» TO DO
List every line in the records below that contains the string "part".

» DATA EXCERPTS
┄┄┄┄┄┄┄┄┄┄

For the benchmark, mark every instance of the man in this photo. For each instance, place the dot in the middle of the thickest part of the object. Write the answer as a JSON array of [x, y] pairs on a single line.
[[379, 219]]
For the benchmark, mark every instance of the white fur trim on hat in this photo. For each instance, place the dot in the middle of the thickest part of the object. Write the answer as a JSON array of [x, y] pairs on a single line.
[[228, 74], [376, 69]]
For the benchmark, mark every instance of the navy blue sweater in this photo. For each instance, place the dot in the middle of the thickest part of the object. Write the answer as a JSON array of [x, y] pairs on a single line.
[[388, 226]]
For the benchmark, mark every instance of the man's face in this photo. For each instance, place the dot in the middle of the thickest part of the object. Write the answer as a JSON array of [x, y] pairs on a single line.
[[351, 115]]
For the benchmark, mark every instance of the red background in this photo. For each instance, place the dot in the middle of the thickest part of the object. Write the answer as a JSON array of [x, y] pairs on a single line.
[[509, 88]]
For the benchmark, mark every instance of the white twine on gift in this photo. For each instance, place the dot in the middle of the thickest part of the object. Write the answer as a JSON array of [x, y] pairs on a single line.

┄┄┄┄┄┄┄┄┄┄

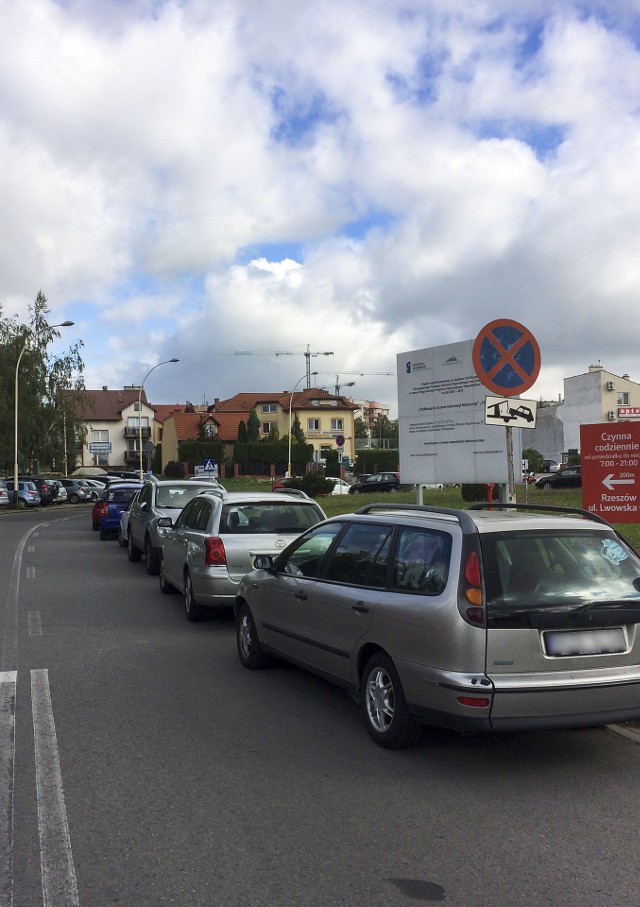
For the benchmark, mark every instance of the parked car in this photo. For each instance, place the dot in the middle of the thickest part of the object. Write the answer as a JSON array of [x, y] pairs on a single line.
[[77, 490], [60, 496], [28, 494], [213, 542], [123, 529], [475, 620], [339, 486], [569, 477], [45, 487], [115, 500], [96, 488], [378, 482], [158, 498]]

┄┄┄┄┄┄┄┄┄┄

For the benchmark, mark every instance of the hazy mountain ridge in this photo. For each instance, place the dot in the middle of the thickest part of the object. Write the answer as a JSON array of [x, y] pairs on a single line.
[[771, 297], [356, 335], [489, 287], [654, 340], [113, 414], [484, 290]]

┄┄┄┄┄┄┄┄┄┄

» EXERCISE ANSWER
For the benchmark, mark every instance of the man in this photo. For each instance, place the dot in the middle of the thickest part of the object. Write the answer as a JSON array of [x, y] pairs on a single line.
For the benchmark, mark every instance of the white fur trim on hat in this photo. For each instance, place the dot in the middle of the thickest part of the object. Write the answer as a JSON array of [x, y] pairs on a single line.
For the benchmark, mark every instance of the navy blue sweater in this photo. For each instance, place the dot in the middle of the thickest part of the object. Write the answer as a JSON array of [x, y] pairs on a single line.
For the benchmark, mark every instance of the man's face in this photo. For each instance, place the dot in the middle of the thickest part of the object. Write the answer as a JSON array of [x, y] pairs on a single line.
For the benchmark, mark every instance of the red background in this photo. For each instance, place the dot in the middle of the thickest part of the object. Write the answer as a JSON array of [x, y] pairs on a single line.
For the benchmark, mark every instance of the white twine on gift in this photo. For each instance, place the dot in the middle of the thickest part of the object. Write the answer as a JSON array of [x, y] pairs on a single line.
For the benchmark, mark every instance of the parked car in this photo. For each instance, place the dot in the middle of the thickest part of the object. Write the answer as a JSON array of [x, y] pairs on a single line.
For the benchmark, mark every instance of the hazy mountain ridge in this photo. For each instance, place the dot in the middle of the thickest part of the object. Write the answer as a JSON array of [x, y] pairs on a single line.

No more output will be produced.